* **TASK INSTRUCTIONS**:
Write out exactly the lines running from the one that contains "Expected: one point per instance of the shrub, reported" through the end of the material.

* **DATA SUPPLIED**:
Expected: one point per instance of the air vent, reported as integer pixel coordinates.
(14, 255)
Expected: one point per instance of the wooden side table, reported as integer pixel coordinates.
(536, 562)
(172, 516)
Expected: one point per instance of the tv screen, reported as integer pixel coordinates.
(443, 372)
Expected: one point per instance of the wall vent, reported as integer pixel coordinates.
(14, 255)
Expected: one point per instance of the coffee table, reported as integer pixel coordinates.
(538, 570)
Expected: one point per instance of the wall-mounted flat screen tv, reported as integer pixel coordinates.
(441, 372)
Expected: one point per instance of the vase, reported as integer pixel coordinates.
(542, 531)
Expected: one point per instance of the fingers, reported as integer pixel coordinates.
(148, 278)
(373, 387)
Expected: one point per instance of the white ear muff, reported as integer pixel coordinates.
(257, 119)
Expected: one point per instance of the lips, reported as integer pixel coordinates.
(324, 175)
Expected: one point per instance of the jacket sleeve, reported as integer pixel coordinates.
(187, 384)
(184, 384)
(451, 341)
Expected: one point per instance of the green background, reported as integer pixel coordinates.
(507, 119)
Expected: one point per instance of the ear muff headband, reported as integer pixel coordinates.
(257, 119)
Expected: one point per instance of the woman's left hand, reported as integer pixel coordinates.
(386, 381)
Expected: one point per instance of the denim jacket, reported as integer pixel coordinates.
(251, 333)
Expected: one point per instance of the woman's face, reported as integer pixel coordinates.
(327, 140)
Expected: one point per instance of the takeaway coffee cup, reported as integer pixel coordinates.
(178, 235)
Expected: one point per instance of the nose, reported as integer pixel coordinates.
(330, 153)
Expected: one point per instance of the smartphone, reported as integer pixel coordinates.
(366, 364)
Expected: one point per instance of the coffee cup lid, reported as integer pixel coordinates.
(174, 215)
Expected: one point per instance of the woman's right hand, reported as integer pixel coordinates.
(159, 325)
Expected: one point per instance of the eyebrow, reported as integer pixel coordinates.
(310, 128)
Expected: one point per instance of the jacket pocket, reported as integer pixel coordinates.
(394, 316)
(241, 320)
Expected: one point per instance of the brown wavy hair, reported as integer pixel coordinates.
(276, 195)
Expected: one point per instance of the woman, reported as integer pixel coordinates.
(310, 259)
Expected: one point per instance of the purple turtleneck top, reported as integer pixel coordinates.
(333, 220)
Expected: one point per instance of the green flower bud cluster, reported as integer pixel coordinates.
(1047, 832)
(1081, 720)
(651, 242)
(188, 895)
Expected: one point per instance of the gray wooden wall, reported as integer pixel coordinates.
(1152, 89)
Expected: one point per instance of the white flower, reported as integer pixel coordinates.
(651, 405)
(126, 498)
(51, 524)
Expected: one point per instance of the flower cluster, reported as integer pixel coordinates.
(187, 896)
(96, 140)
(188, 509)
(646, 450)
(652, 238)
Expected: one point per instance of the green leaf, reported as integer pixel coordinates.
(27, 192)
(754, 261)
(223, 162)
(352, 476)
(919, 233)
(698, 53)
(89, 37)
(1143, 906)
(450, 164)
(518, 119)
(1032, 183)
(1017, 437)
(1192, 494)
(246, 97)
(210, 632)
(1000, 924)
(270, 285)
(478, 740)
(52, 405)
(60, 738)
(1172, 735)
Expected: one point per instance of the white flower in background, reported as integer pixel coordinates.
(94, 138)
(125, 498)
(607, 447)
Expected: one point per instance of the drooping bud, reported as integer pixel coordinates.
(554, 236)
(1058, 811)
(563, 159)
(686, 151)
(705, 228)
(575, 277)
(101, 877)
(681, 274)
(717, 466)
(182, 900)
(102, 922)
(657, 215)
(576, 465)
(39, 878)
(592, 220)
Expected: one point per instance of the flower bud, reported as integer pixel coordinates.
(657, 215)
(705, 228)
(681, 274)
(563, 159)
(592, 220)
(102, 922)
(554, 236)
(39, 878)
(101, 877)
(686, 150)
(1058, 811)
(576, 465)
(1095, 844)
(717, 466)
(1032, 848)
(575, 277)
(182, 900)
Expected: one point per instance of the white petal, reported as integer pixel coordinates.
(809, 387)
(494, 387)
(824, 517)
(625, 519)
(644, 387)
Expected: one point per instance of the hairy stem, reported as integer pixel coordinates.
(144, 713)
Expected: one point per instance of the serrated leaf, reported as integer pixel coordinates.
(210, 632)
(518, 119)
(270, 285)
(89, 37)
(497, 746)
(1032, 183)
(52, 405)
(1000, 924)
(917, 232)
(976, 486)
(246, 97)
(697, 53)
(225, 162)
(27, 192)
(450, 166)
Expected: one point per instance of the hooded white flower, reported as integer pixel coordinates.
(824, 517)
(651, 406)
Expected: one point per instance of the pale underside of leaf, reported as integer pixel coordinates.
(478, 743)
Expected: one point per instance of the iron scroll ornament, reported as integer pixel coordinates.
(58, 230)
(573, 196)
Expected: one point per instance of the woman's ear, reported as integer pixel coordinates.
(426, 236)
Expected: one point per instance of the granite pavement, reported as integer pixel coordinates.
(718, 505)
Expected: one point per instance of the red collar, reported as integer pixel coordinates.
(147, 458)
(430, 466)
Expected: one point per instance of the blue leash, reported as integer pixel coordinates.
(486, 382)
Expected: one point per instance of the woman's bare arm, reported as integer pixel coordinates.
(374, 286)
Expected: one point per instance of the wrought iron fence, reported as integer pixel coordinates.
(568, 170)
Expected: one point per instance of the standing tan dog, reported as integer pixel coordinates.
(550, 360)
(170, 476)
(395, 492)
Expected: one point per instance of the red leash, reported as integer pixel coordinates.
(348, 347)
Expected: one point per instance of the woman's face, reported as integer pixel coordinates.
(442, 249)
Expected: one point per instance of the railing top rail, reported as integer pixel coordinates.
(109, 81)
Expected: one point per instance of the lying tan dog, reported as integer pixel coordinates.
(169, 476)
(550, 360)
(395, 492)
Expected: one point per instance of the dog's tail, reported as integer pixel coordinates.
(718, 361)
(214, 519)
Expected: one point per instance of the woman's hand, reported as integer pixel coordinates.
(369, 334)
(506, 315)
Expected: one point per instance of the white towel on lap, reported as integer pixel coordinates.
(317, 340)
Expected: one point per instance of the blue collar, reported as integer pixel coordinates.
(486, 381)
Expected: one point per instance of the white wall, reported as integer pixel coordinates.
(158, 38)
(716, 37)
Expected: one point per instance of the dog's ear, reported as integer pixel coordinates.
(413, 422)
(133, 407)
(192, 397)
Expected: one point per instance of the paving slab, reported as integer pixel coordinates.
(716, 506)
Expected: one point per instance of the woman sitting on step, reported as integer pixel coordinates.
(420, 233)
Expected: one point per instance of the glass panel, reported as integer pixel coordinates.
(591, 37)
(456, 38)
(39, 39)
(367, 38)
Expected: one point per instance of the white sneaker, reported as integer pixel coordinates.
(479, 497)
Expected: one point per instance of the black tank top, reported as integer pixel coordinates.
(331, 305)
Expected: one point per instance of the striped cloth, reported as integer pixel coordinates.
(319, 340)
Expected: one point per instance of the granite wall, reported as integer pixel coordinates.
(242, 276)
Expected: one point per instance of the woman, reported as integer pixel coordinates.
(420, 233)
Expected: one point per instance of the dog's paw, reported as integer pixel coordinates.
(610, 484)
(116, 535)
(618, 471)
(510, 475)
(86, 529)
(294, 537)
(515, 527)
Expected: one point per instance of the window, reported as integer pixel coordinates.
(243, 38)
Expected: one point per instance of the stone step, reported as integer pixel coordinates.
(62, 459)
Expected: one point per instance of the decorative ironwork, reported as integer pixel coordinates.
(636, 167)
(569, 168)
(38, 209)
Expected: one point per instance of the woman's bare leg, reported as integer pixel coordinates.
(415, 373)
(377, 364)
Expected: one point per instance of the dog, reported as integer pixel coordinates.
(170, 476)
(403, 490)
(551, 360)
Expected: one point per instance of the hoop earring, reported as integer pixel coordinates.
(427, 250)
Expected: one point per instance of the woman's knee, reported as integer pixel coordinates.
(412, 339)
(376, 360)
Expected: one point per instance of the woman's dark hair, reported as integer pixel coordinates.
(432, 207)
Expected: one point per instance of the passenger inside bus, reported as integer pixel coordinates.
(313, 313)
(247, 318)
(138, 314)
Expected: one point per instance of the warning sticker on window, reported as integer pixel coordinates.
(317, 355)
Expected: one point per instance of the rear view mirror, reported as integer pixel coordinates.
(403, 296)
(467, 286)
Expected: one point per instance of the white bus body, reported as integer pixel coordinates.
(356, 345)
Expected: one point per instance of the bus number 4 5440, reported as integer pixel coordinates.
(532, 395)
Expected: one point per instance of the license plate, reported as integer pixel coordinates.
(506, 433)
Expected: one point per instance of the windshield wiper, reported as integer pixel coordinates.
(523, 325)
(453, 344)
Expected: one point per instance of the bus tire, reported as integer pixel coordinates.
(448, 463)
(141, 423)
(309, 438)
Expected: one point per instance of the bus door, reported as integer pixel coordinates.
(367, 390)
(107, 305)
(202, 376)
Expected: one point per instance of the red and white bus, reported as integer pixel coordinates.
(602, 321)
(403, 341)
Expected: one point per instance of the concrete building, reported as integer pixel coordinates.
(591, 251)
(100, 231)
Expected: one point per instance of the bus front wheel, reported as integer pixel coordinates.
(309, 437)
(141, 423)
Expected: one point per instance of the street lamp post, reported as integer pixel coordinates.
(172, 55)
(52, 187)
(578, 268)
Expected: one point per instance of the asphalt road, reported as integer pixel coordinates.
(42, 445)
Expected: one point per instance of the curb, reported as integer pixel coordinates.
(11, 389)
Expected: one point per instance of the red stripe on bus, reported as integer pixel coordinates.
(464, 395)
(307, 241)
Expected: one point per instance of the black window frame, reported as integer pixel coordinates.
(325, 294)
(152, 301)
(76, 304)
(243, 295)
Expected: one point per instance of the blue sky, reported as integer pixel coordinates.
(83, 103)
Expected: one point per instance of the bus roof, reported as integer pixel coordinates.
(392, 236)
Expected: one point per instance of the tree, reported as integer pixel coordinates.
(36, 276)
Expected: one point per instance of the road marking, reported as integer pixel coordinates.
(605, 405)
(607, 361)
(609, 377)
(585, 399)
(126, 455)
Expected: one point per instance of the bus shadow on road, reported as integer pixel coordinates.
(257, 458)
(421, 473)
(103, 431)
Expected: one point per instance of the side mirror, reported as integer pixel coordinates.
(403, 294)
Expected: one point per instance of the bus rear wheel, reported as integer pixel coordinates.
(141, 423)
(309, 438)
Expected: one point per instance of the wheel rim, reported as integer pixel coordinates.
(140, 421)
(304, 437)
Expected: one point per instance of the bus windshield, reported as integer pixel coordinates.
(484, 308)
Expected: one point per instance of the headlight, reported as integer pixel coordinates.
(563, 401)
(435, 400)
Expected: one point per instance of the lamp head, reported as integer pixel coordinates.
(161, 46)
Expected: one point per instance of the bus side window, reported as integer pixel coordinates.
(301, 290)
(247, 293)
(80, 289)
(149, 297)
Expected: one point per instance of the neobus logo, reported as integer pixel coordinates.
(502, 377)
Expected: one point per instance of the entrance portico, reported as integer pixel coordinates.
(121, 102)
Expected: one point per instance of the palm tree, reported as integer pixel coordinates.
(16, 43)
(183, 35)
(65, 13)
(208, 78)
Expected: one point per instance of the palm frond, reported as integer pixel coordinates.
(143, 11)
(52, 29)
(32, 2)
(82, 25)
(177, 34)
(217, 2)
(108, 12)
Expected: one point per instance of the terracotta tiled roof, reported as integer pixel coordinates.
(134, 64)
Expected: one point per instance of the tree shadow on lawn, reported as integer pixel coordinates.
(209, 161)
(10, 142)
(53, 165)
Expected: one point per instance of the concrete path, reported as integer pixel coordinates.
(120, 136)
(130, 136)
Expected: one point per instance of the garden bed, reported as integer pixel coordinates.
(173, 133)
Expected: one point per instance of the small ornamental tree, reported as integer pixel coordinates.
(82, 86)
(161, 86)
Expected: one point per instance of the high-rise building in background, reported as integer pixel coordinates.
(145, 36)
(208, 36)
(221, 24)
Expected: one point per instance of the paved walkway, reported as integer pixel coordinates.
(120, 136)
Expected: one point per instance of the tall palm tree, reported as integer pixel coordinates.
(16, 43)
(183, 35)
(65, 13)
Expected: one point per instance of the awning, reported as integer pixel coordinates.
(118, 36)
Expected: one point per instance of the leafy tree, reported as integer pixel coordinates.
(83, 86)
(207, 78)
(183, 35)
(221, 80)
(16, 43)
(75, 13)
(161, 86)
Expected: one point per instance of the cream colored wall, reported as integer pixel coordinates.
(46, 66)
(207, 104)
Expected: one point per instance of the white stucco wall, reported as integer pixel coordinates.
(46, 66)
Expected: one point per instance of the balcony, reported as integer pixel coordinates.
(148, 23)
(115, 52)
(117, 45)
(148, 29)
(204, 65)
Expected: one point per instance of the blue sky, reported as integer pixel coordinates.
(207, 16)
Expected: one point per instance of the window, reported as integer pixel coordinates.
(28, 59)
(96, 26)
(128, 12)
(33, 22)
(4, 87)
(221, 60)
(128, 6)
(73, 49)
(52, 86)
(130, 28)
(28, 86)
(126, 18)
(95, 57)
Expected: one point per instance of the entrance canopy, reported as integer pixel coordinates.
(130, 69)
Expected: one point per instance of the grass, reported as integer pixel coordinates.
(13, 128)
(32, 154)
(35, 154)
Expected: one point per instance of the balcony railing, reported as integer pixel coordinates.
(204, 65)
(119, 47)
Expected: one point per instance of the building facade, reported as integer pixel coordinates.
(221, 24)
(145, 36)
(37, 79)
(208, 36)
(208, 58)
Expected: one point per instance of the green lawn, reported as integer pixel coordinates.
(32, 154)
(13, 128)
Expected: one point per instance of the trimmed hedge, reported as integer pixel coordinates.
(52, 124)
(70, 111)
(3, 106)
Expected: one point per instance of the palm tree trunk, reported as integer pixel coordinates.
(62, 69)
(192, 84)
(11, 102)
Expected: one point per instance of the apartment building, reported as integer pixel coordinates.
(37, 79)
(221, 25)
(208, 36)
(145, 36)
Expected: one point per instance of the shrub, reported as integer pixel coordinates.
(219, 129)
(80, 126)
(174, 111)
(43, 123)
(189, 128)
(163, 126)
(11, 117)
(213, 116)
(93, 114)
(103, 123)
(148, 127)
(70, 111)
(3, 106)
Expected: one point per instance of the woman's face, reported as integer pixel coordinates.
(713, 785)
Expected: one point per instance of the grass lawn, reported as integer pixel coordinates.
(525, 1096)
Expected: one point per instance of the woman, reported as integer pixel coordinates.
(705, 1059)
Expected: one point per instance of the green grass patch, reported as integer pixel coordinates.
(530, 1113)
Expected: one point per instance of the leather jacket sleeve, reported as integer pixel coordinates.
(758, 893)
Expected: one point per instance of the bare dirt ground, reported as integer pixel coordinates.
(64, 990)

* **RESPONSE TO THIS TASK**:
Expected: one point per instance of the shrub, reported as integer pixel coordinates.
(219, 129)
(80, 126)
(174, 111)
(43, 123)
(189, 128)
(163, 126)
(11, 117)
(213, 116)
(93, 114)
(103, 123)
(148, 127)
(70, 111)
(3, 106)
Expected: one point per instance of the woman's face, reported as integer pixel coordinates.
(713, 785)
Expected: one point per instance of the grass lawn, reported as integer pixel coordinates.
(525, 1096)
Expected: one point per instance of the woman, reported as integer pixel coordinates.
(705, 1059)
Expected: one point per instance of the green grass patch, reported as integer pixel coordinates.
(530, 1113)
Expected: one point per instance of the leather jacket sleeve, reported as integer pixel coordinates.
(758, 893)
Expected: one point per instance of the bare dirt ground, reported as integer pixel coordinates.
(64, 990)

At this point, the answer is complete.